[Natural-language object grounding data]
___

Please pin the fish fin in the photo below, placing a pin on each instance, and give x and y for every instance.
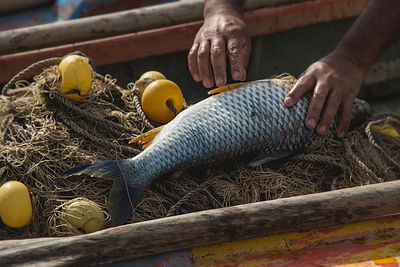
(264, 158)
(123, 196)
(225, 88)
(146, 138)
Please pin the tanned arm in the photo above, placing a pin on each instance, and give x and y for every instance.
(336, 79)
(224, 33)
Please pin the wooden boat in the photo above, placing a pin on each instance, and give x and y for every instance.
(24, 13)
(357, 226)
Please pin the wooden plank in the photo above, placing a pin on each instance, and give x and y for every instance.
(368, 243)
(10, 6)
(210, 227)
(112, 24)
(180, 37)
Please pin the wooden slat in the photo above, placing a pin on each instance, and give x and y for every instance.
(180, 37)
(209, 227)
(101, 26)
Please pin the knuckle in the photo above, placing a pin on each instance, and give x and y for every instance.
(217, 51)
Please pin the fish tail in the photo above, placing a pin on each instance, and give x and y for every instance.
(123, 196)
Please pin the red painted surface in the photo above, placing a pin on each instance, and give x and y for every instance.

___

**Activity:**
The whole of the data above needs retyping exactly, with pictures omitted.

**Answer to this exercise:**
Please pin the fish fin in the photo below, placing a pin on each instance, and give x and y for every instance.
(264, 158)
(123, 196)
(225, 88)
(146, 138)
Please pin the tanned arm in the photo above, placing a pin on each instance, and give x and y for every instance.
(336, 79)
(224, 33)
Please pin the wooden boat in the photo above, placing a pin on each instance, and give x and y for every instance.
(24, 13)
(357, 226)
Please pin the wooden plank in the photo above, placing a pin on each instance, and give x and y for every instance.
(368, 243)
(10, 6)
(210, 227)
(112, 24)
(180, 37)
Please pin the wooden slat in the photo above, placing a pin on each instance, and give x and y for every instance.
(180, 37)
(209, 227)
(101, 26)
Please pin the knuckle in the photo above, placing a pin on each instance, and give x and y for every instance.
(217, 51)
Please pin the fish tail in the photo above, placing a pin on each instance, and give x and y for every instance.
(123, 196)
Please pin the red painted surface in the photo above, placing a pin on each instance, and give x and y for every instance.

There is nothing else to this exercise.